*STATED GOAL A*
From the passage on PC gaming below, reproduce verbatim the part that opens with the words containing "As early as" and closes with "early to mid-2000’s.".

*PASSAGE SHOWN*
As early as sever years ago, you would be fair to say that the adventure game genre was basically dead. The genre of gaming that dominated the PC market in the 80’s and 90’s saw its demise around the turn of the millennium as PC power increased. Whereas most gamers were busy “pointing and clicking” their way through mysterious worlds and solving challenging puzzles in the century before, the millennium saw the PC market being dominated by first-person shooters such as Call of Duty, Medal of Honor Allied Assault, Far Cry, and more. In fact, the PC market was so dominated by first-person shooters, strategy games, and more, that you would be hard pressed to find a game that didn’t match one of these genres during the early to mid-2000’s.
While PC power certainly increased during this time, so too did broadband Internet. The days of connecting to the Internet via a dial-up modem were disappearing at a fast rate and was being replaced with Internet connections so fast that megabytes of data could be downloaded in measures of minutes rather than hours. As a result, the gaming industry saw an increase in digital distribution, primarily thanks in part to the launch of the Steam Store in conjunction with the launch of Half-Life 2 in 2004. While the store saw a rocky start, it soon captured the imaginations of gamers everywhere by making it easier than ever to purchase PC games via the online store.

*Location identification entries*
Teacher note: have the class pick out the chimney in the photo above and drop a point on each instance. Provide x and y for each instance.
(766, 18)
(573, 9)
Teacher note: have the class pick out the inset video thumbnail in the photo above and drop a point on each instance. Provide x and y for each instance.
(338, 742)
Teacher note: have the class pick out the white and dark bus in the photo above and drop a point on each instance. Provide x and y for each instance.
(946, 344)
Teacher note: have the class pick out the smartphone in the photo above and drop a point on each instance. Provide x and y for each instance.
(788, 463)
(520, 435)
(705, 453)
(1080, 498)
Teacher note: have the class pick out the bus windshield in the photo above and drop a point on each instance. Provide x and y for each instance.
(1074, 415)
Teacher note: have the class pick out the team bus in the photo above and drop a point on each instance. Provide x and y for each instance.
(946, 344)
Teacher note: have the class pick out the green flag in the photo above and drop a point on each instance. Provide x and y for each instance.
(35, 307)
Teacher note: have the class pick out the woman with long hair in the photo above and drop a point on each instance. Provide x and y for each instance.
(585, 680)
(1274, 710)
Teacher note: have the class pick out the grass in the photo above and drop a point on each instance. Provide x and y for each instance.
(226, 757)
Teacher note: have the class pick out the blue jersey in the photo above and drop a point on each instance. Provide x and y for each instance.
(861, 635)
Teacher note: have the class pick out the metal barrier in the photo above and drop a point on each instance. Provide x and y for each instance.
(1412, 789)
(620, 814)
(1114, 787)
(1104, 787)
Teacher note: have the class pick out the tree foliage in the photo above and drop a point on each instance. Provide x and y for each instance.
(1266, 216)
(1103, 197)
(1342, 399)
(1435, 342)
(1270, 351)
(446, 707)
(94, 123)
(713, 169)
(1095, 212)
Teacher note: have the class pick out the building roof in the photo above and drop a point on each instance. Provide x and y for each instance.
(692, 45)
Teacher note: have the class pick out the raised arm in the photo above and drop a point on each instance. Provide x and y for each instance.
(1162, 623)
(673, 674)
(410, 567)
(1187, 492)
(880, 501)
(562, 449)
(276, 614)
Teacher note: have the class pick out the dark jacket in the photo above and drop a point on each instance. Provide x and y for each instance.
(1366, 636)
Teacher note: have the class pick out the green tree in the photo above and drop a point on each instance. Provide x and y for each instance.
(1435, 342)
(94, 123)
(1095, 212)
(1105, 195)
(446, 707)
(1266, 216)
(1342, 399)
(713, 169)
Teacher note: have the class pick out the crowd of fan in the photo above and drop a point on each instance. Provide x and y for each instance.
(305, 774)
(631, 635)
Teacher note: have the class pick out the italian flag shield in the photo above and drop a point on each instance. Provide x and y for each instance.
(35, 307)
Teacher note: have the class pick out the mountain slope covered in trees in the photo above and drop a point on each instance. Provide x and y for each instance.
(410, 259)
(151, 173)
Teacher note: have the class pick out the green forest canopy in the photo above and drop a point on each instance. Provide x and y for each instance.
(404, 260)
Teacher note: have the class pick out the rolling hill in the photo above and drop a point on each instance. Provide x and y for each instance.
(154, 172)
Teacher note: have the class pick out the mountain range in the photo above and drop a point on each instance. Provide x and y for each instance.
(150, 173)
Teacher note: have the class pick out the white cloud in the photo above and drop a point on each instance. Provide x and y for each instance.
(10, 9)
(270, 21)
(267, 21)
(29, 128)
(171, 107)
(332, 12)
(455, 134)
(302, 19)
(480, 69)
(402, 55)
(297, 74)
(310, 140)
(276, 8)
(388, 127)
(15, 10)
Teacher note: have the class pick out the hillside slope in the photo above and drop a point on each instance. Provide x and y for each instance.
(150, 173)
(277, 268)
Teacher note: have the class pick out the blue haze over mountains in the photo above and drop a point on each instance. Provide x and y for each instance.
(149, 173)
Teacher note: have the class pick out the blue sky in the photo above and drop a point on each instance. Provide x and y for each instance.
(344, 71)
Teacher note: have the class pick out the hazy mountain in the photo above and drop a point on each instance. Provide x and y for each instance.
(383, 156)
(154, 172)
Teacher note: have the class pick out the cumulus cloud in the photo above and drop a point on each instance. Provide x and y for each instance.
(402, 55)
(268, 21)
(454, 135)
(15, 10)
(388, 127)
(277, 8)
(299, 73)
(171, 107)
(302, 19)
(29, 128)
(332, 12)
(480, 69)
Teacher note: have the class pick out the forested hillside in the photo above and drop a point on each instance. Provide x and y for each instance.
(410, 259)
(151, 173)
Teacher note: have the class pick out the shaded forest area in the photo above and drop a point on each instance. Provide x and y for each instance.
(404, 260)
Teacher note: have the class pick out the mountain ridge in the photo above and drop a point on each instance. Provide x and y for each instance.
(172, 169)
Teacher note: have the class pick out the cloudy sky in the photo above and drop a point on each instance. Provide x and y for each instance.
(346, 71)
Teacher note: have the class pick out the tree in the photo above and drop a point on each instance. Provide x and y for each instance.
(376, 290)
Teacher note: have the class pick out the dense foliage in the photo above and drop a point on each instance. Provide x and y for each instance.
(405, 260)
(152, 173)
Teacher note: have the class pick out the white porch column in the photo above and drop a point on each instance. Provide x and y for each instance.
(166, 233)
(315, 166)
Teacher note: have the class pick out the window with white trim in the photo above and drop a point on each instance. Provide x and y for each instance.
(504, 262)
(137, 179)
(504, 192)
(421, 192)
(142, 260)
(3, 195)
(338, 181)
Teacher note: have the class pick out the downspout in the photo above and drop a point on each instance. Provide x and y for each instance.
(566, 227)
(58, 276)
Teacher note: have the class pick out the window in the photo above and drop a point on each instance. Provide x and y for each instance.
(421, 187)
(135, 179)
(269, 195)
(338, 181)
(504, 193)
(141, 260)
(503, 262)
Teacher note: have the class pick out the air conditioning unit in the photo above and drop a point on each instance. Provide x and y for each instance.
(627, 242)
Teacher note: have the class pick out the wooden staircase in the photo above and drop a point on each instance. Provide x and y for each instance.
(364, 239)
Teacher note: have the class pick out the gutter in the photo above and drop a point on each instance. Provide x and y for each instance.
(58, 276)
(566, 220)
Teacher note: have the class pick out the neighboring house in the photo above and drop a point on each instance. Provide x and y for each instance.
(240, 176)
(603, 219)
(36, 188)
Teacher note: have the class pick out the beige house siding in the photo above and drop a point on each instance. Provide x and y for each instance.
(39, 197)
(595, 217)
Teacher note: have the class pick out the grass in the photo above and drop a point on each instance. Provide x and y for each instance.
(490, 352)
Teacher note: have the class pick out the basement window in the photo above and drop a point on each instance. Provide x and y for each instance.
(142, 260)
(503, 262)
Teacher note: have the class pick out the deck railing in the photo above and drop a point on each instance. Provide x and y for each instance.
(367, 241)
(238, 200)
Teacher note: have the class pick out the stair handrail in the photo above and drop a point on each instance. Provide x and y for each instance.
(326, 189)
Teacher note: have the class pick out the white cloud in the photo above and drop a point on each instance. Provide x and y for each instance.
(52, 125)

---

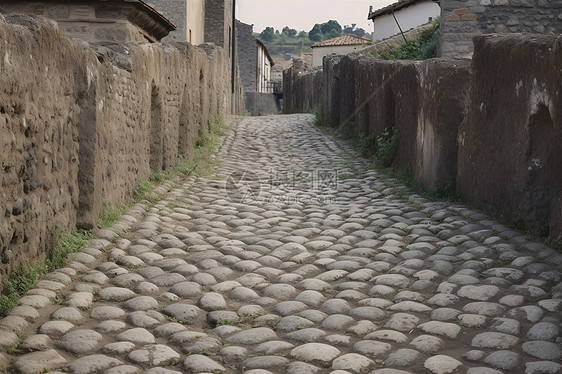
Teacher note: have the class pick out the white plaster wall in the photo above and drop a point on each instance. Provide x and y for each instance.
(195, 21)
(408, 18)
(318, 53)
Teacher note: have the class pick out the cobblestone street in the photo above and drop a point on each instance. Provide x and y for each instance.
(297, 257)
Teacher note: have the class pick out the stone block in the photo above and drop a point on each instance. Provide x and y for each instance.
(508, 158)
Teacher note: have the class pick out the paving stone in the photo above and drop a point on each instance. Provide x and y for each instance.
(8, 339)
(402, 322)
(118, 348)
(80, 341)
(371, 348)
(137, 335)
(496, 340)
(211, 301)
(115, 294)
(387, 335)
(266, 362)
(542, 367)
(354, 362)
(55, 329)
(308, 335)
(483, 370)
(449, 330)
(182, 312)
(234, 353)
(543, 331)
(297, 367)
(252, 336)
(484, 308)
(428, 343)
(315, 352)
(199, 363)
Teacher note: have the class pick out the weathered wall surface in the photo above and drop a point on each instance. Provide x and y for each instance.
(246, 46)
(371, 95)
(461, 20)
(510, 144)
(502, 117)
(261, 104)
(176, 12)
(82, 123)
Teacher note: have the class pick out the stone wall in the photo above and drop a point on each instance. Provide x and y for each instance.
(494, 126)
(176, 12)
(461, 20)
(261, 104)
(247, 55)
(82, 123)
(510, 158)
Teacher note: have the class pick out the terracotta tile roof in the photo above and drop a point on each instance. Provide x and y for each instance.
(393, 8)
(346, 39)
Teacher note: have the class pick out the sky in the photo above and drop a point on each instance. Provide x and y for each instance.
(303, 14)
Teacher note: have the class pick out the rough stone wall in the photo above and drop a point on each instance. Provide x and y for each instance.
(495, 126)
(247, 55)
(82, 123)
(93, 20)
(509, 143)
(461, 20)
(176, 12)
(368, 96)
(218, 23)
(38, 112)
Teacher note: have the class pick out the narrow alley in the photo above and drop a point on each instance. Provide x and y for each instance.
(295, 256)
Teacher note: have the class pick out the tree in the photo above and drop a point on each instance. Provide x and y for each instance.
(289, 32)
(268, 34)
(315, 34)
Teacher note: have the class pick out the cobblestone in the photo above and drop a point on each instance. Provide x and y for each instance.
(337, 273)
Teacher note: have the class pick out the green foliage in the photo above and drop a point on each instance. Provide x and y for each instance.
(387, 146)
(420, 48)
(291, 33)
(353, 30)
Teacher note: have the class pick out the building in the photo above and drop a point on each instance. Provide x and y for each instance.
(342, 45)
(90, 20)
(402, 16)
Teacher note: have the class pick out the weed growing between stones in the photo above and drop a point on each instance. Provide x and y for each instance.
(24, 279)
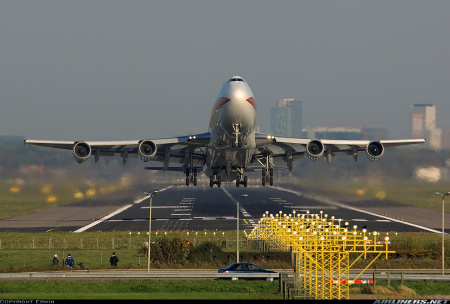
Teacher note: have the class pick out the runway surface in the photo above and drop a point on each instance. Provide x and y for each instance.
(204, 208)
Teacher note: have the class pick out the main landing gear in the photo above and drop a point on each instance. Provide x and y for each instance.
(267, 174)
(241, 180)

---

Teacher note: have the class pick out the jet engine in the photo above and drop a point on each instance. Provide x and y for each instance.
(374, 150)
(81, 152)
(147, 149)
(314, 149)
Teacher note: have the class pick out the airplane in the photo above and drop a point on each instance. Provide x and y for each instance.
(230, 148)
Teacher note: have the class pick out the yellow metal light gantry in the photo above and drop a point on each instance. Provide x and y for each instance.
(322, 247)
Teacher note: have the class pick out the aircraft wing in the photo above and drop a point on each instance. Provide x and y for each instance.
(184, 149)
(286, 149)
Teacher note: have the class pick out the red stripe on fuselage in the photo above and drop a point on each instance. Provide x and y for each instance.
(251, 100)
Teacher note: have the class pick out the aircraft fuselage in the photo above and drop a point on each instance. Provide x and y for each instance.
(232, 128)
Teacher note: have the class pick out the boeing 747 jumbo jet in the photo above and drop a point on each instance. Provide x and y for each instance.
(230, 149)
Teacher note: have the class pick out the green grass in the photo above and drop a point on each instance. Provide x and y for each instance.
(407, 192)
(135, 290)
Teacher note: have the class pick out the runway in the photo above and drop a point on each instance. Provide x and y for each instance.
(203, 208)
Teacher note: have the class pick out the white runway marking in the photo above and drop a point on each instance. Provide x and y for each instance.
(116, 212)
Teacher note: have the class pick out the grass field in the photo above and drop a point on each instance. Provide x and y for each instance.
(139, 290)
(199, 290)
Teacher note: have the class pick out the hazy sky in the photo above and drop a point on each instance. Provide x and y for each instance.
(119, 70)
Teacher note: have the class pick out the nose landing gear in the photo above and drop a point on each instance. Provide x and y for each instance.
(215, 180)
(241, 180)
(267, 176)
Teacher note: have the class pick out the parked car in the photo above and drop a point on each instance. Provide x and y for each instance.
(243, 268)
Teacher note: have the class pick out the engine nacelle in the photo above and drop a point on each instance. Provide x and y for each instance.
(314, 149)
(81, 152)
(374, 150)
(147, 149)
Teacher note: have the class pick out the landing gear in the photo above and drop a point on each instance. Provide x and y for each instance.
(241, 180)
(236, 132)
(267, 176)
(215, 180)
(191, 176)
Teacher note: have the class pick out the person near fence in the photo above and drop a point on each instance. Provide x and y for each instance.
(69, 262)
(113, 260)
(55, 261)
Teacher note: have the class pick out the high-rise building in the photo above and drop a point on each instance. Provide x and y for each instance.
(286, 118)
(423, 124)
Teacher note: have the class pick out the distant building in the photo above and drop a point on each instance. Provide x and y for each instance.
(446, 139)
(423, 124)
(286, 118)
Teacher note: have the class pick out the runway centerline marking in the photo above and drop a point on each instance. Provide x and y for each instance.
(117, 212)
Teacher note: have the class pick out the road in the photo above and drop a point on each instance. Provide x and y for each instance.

*STATED GOAL B*
Output the location identification entries above that run from the line containing "Teacher note: have the class pick out the chimney" through the line containing "(1080, 498)", both included, as a numbered list, leaving out blank lines.

*EXPECTED OUTPUT A*
As early as sever years ago, you would be fair to say that the adventure game genre was basically dead. The genre of gaming that dominated the PC market in the 80’s and 90’s saw its demise around the turn of the millennium as PC power increased. Whereas most gamers were busy “pointing and clicking” their way through mysterious worlds and solving challenging puzzles in the century before, the millennium saw the PC market being dominated by first-person shooters such as Call of Duty, Medal of Honor Allied Assault, Far Cry, and more. In fact, the PC market was so dominated by first-person shooters, strategy games, and more, that you would be hard pressed to find a game that didn’t match one of these genres during the early to mid-2000’s.

*EXPECTED OUTPUT B*
1. Teacher note: have the class pick out the chimney in the photo above and drop a point on each instance. Provide x and y for each instance.
2. (766, 18)
3. (573, 9)
4. Teacher note: have the class pick out the inset video thumbnail in the photo above and drop a point on each instance. Provide x and y for each instance.
5. (338, 742)
6. Teacher note: have the class pick out the white and dark bus in the photo above and drop a point on each instance. Provide x and y for each instance.
7. (946, 344)
8. Teacher note: have the class pick out the smartphone in the photo above and drop a point on each instance. Provide x and y for each instance.
9. (788, 463)
10. (520, 435)
11. (705, 453)
12. (1080, 498)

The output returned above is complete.